*WORK TO COMPLETE*. Copy every one of the items below word for word, but leave out the pictures.

A run of items:
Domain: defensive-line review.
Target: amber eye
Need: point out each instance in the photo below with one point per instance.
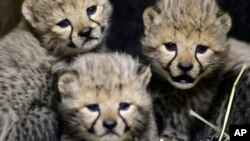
(201, 49)
(93, 107)
(124, 106)
(91, 10)
(64, 23)
(170, 46)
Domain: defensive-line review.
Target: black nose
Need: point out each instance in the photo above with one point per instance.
(85, 32)
(185, 66)
(109, 124)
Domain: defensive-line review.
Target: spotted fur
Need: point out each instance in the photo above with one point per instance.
(60, 25)
(185, 42)
(104, 98)
(27, 55)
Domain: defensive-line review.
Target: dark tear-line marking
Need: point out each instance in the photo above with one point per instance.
(91, 129)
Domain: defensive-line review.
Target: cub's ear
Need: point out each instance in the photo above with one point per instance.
(151, 16)
(68, 84)
(27, 11)
(145, 74)
(225, 21)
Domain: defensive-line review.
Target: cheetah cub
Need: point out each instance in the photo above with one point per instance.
(104, 98)
(52, 29)
(186, 44)
(67, 27)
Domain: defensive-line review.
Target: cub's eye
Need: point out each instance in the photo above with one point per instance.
(93, 107)
(201, 49)
(91, 10)
(170, 46)
(64, 23)
(124, 106)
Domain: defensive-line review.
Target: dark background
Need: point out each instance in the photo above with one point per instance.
(127, 26)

*PROBLEM SOLUTION*.
Domain: defensive-line review.
Target: amber eye
Need: point out each instance in the photo below with one point per instance.
(201, 49)
(93, 107)
(124, 106)
(91, 10)
(64, 23)
(170, 46)
Domain: defensive-line review.
Target: black nose
Need: point out each instance in the photo above with one point per instance.
(85, 32)
(185, 66)
(109, 124)
Domain: defensive-line review.
Target: spotted fur
Need: point out each instance in the photo above with one point per instance.
(60, 25)
(185, 42)
(104, 98)
(27, 55)
Domain: defensive-line review.
Target: dark tear-line marking
Need: point out each instance in the photo above with one point per instance.
(91, 129)
Domain: defensive-line review.
Target: cub's ear
Need: point out each instance in the photo above with one point per instance.
(151, 16)
(68, 84)
(27, 11)
(145, 74)
(225, 21)
Domain: defensive-line review.
Target: cheetah cub
Need: point out each instance in the photo above with one point per instance.
(104, 98)
(52, 29)
(186, 44)
(67, 27)
Domain: defensive-line review.
Target: cub's eye
Need: point out each instance in the photo above with one point per instance.
(93, 107)
(201, 49)
(91, 10)
(170, 46)
(64, 23)
(124, 106)
Domain: defensive-line review.
Target: dark background
Need: point out each instance in the photo above with one point per instance.
(127, 26)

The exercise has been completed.